And so in a situation like that where something has been bothering me, I sit down with meditation and the same thoughts come up; I continually apply the technique of centring my brain, doing the technique of the meditation. Coming out of it the same thoughts come into my brain and yet they don't produce the second or third thought. I've established a disconnection between them and it's almost as if the thoughts are afraid of me instead of me being afraid of the thought. You end up finding that the thought doesn't have the same power over you because in that one moment you disconnect with that thought the thought from your emotion. The thought occurred in your head but it didn't occur in an emotional state. It occurred when you were just applying the technique and the next thing you know the thought doesn't have as much power over you.

To me it wouldn't matter if you were thinking the whole time when you were meditating. As long as you were making that effort to do what the technique consists of, you're doing something very powerful by not letting your whole inner mental rhythm be determined by your emotions and finding another focal point for yourself that has nothing to with anything emotional. It might be boring to some people, but that's the point of it. To have a half hour of sever boredom is actually really valuable as you're not bored when you're worrying and being insecure; you're consumed by it.

People with problems, their lives are really exciting. People that create drama around themselves, their lives are really full of excitement all the time. That's not what I'm looking for in life. You develop that relationship to what initially appears to be boredom, and then you see it was more like my emotions were addicted to fear, insecurity and worry, and you can gradually through that process learn to disconnect yourself (the parts of you that felt they needed to be scared or insecure or to find some sort of excitement). By disconnecting your emotions from those thoughts you end up opening up room in yourself to find excitement in other areas, and more excitement from the places that can really do you some good like music or friends or books.'

Click HERE for part 1, and HERE for part 2

Courtesy of Hillingdon Mind

John Frusciante talks to 'Mind' Part 2: How music influences state of mind

I talked to John about how music influences one’s mind state:

‘Everything that happens has a big influence on the state of mind. Our senses are constantly being bombarded with all kinds of things that are making a constant change to what goes on inside of us. We have so many tendencies that have been put in place by things that have happened to us in life, and everything that happens to us to some degree affects our tendencies in the future and affects our state of mind. To me what I’m noticing more with music- that separates it from incidents that happen- that change somebody’s state of mind, is that it seems to come through another channel besides the five senses. When the music is being created, the ideas enter the musician from an unknown source, through a channel that there’s no medical term for, no biological term, no psychological term for. There’s some channel that the ideas come through and the sense of musical balance that the musician employs in order to organise the ideas. That’s also something that there’s also no word for. It’s all the unknown, and a person that has a good sense of musical organisation has no idea where that sense came from. Partially it may come from loving and listening to music and really appreciating the balance and organisation of music that’s so cosmic, but there’s a lot of people who appreciate it that don’t have a sense of it, of how to manipulate that organisation, how to take control of it.

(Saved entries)
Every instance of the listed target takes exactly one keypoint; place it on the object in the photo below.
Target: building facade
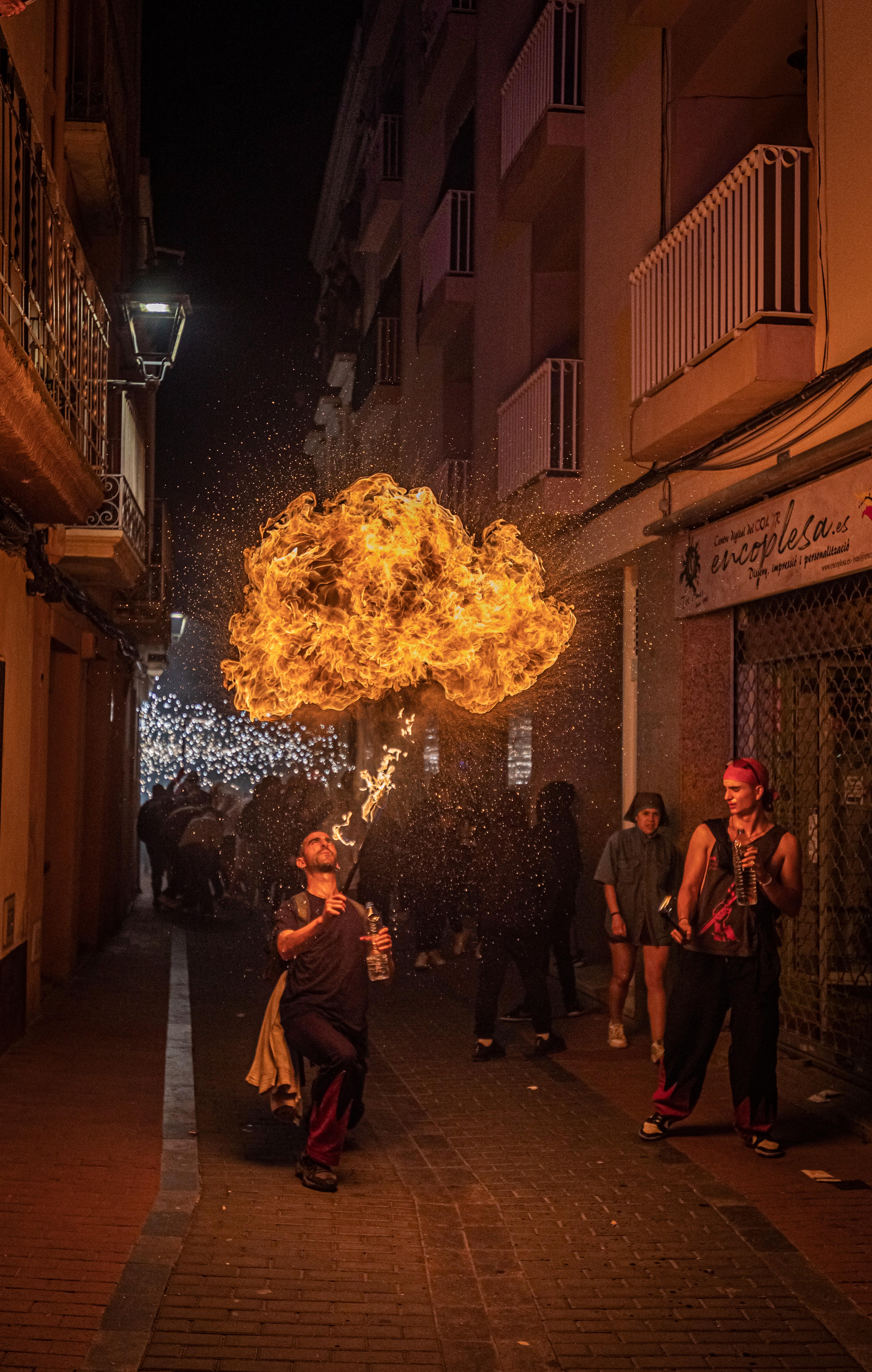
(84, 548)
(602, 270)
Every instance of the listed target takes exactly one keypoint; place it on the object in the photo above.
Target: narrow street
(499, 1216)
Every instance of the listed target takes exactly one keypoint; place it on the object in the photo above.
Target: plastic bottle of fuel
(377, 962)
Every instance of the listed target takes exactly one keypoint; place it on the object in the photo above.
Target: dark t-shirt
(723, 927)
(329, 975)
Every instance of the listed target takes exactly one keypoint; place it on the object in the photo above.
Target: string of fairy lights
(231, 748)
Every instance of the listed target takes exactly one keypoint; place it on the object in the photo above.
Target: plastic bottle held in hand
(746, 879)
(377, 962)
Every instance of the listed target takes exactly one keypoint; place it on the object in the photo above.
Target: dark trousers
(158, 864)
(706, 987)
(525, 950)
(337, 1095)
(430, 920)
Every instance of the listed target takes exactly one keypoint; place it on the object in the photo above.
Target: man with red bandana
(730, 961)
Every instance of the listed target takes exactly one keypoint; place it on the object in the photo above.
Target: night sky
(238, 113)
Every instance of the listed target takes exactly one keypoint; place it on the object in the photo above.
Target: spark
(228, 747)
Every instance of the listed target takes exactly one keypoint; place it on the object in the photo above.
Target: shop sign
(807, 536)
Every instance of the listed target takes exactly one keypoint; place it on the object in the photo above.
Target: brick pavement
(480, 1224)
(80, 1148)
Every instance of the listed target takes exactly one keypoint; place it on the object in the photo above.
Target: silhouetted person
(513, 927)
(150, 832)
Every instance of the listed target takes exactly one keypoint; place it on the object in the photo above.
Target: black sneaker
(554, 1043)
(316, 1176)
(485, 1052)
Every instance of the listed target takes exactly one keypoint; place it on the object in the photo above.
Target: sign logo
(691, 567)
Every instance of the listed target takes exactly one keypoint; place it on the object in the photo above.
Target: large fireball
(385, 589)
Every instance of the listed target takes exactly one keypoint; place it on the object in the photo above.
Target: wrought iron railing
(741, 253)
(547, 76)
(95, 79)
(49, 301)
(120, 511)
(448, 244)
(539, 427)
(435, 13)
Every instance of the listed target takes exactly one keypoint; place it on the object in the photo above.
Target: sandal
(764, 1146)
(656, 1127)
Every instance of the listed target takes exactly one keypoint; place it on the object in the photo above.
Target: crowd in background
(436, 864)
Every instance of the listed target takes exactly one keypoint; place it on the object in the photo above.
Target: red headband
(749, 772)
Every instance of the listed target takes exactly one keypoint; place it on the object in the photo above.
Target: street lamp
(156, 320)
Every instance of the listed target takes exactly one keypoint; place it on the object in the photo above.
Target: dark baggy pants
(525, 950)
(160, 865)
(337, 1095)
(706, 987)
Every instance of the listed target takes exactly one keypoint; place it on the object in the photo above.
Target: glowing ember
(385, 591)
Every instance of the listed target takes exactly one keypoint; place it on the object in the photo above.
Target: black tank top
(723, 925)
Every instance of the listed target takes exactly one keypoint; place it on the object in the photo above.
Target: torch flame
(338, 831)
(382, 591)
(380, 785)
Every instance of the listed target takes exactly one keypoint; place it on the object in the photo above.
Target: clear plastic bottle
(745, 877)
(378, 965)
==
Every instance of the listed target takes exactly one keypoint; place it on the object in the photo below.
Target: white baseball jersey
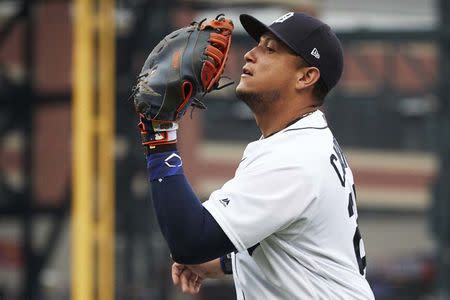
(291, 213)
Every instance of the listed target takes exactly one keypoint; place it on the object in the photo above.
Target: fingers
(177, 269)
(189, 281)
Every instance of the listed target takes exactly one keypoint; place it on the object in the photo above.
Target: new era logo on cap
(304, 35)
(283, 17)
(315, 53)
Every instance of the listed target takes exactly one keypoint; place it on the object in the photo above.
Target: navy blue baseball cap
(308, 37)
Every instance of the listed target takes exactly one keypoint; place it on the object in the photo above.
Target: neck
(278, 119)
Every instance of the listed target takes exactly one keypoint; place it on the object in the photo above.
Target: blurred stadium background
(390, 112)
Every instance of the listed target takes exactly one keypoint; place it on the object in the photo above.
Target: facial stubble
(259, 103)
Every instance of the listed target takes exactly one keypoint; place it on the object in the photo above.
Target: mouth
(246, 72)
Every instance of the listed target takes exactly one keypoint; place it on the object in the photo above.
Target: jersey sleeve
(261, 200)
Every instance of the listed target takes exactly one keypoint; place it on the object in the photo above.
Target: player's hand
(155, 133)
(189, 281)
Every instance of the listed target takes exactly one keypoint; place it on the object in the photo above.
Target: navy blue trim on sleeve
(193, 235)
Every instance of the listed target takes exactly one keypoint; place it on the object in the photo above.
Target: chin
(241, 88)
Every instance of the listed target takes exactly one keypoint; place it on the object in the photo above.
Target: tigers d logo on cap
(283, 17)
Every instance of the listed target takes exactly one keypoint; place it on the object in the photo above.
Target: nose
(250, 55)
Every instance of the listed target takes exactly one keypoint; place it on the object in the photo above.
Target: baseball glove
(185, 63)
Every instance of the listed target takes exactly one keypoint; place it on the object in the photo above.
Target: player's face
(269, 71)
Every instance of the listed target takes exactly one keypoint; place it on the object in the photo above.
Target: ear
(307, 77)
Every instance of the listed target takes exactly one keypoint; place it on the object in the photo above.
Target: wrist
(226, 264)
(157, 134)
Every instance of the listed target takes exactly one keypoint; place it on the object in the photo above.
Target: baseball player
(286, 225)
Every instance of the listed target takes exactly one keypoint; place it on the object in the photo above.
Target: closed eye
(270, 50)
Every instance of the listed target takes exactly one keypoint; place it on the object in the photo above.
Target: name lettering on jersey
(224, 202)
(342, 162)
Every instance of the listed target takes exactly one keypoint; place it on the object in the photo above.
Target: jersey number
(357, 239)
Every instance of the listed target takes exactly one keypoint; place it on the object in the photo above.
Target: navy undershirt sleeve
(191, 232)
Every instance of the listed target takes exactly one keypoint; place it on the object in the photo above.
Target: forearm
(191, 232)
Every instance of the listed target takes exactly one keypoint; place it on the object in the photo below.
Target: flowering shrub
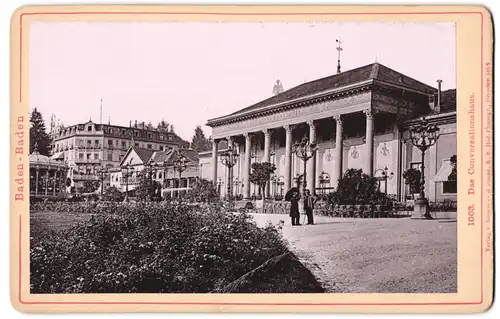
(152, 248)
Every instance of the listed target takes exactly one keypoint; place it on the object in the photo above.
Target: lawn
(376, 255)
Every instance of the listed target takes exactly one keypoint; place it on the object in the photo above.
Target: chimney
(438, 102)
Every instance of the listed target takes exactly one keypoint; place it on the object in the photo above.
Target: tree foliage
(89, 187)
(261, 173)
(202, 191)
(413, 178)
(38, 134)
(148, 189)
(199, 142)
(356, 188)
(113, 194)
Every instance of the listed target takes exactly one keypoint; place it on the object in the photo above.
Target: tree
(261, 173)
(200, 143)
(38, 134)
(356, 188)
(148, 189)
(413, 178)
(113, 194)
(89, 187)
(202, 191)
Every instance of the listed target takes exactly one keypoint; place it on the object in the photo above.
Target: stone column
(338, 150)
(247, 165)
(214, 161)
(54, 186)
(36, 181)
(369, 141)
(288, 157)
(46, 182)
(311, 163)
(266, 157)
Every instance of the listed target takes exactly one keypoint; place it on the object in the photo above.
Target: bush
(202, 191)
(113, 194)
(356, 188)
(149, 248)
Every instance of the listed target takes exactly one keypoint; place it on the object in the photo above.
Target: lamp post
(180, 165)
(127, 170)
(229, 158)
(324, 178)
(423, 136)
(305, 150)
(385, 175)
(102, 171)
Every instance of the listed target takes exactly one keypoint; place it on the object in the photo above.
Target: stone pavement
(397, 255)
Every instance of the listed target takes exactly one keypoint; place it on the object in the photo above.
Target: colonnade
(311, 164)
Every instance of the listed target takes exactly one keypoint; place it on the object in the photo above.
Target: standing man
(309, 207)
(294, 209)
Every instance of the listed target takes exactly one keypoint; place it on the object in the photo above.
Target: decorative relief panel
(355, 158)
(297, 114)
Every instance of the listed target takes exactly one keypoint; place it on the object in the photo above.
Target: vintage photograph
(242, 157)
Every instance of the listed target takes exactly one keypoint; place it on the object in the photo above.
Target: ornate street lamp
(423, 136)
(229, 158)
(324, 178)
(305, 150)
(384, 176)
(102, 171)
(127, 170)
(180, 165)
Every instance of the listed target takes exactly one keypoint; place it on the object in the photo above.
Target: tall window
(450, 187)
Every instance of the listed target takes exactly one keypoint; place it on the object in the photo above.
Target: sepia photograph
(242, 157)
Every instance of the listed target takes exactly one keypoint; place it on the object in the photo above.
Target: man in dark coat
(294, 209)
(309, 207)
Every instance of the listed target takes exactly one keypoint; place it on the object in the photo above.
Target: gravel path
* * *
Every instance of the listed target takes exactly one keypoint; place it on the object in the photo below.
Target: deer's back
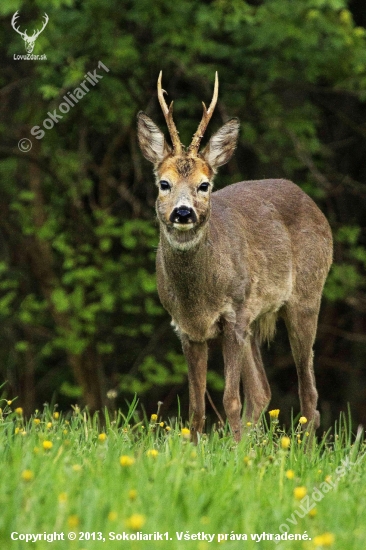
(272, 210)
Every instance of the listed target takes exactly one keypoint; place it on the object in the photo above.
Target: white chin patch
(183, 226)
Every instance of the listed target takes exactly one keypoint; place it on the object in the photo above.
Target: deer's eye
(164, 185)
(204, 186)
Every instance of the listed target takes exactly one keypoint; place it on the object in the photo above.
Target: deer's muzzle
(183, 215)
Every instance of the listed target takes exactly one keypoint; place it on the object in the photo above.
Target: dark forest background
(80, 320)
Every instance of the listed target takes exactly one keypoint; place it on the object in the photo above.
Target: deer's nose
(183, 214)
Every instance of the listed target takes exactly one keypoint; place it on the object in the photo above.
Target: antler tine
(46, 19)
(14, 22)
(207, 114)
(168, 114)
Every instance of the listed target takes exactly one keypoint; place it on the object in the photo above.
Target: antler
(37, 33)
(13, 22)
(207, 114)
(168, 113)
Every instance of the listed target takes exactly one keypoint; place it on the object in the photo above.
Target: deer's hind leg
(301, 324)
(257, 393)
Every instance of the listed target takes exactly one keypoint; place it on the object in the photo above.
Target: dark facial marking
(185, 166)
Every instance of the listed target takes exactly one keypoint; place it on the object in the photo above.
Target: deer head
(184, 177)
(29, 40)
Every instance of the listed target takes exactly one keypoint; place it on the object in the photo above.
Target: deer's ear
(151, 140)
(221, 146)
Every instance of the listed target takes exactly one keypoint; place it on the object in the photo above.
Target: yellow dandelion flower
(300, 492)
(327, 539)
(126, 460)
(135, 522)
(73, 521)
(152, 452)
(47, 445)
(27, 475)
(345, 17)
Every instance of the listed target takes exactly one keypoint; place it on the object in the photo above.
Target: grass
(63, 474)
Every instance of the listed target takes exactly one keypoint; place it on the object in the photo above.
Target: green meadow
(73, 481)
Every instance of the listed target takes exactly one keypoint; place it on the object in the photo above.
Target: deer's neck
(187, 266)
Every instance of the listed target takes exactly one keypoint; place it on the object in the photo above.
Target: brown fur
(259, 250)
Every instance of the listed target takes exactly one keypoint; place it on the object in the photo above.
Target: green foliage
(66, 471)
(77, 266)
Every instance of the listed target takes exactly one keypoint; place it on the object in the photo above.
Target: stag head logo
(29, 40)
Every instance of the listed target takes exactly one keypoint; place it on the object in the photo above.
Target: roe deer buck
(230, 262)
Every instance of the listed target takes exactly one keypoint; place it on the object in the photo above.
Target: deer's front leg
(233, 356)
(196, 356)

**Exercises to complete**
- 1) From the interview above the records, return the stretch from "To me it wouldn't" through "consumed by it.".
- 2) In the interview, how long a period of boredom is described as actually really valuable?
- 3) Extend the interview with John Frusciante, starting after its last sentence.

**Answers for the exercise**
- 1)
To me it wouldn't matter if you were thinking the whole time when you were meditating. As long as you were making that effort to do what the technique consists of, you're doing something very powerful by not letting your whole inner mental rhythm be determined by your emotions and finding another focal point for yourself that has nothing to with anything emotional. It might be boring to some people, but that's the point of it. To have a half hour of sever boredom is actually really valuable as you're not bored when you're worrying and being insecure; you're consumed by it.

- 2) A half hour.

- 3)
I would say that in the creation of music, where the ideas are coming from- why one idea means a great deal to me and another idea means nothing to me- and that there’s some sort of mental criteria to distinguish between these two things; it’s not something that anybody has grasped in any way. And then in the reception of music, I don’t believe it’s just the notes, chords or melodies in themselves (although there’s a lot to ponder just in those- why they affect people in the way they do). I also think that what’s underestimated when people are judging music is that you are hearing the intention of the composer or musician or the band or whatever. I believe that there’s a sort of 6th sense when we’re hearing music and some people have this. For some people this sense is clearer than for others.

You can hear when someone is doing something for reasons such as personal gain or ego gratification, and when the intention is to purely explore this wondrous thing which is the nature of music as it’s presented to us by the laws of the cosmos. If you put some crap, some commercial band who’s only doing it because it’s how they make their living and they get a certain amount of ego gratification from it- if that same band played a Fugazi song, it wouldn’t mean the same thing as what it means to somebody who needs to hear Fugazi to feel good. It’s not a matter of the song, it wouldn’t matter how well it was played; we’re hearing something behind the music. We hear the psychological state of the people who are playing or composing it, and I feel that something else comes through into the listener besides what’s apparent to the senses. I feel really sure of that.

I really feel that when you’re talking about the reception or music or the creation of music- the most important parts of can’t be quantified or measured, and there’s no way to put your finger on them. I feel like it’s that way with love and to any person who has a special thing; if there’s a guy obsessed with mechanics or if there’s a guy obsessed with plants or something. These things produce an excitement in people that can’t be measured by just the virtues of the subject themselves. There’s some sort of connection between that persons soul and whatever that thing is that they really love, and it seems like music has this direct connection to excite a much larger group of people than most isolated subjects. I think part of the reason for this has to with the fact- I think there are messages that are coming across in music. There are messages that music is conveying, there are truths about the nature of existence. In nature, you have your things like trees and flowers, grass, human beings and brains, water, and air. There are these other things that are part of the fabric of existence that exist- like for instance numbers exist as a part of nature regardless of whether there’s the human understanding of them.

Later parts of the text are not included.